Render every line of the entries below as a JSON list of strings, one string per line, leaving out any blank lines.

--- Start EXERCISE INPUT ---

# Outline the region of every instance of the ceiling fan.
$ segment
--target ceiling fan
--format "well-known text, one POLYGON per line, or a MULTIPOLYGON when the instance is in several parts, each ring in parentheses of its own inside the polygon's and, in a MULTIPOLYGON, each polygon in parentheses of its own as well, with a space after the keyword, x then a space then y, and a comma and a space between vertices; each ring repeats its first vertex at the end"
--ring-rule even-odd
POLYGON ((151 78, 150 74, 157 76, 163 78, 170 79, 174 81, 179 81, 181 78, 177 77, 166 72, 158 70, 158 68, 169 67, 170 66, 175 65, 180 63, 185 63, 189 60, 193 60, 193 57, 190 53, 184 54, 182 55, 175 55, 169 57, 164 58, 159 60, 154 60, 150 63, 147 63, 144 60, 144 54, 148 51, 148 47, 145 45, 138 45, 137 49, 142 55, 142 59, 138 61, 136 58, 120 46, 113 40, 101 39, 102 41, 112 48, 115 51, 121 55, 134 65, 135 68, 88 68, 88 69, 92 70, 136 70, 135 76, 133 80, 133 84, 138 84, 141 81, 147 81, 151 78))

--- End EXERCISE INPUT ---

_FULL ANSWER_
[
  "# Outline the region of every instance of the ceiling fan.",
  "$ segment",
  "--target ceiling fan",
  "--format \"well-known text, one POLYGON per line, or a MULTIPOLYGON when the instance is in several parts, each ring in parentheses of its own inside the polygon's and, in a MULTIPOLYGON, each polygon in parentheses of its own as well, with a space after the keyword, x then a space then y, and a comma and a space between vertices; each ring repeats its first vertex at the end\"",
  "--ring-rule even-odd",
  "POLYGON ((151 78, 150 74, 157 76, 163 78, 170 79, 174 81, 179 81, 181 78, 177 77, 166 72, 158 70, 158 68, 169 67, 170 66, 175 65, 180 63, 185 63, 189 60, 193 60, 193 57, 190 53, 184 54, 182 55, 175 55, 169 57, 164 58, 159 60, 154 60, 150 63, 147 63, 144 60, 144 54, 148 51, 148 47, 145 45, 138 45, 137 49, 142 55, 142 59, 138 61, 136 58, 120 46, 113 40, 101 39, 102 41, 112 48, 115 51, 121 55, 134 65, 135 68, 88 68, 88 69, 92 70, 136 70, 135 76, 133 80, 133 84, 138 84, 141 81, 147 81, 151 78))"
]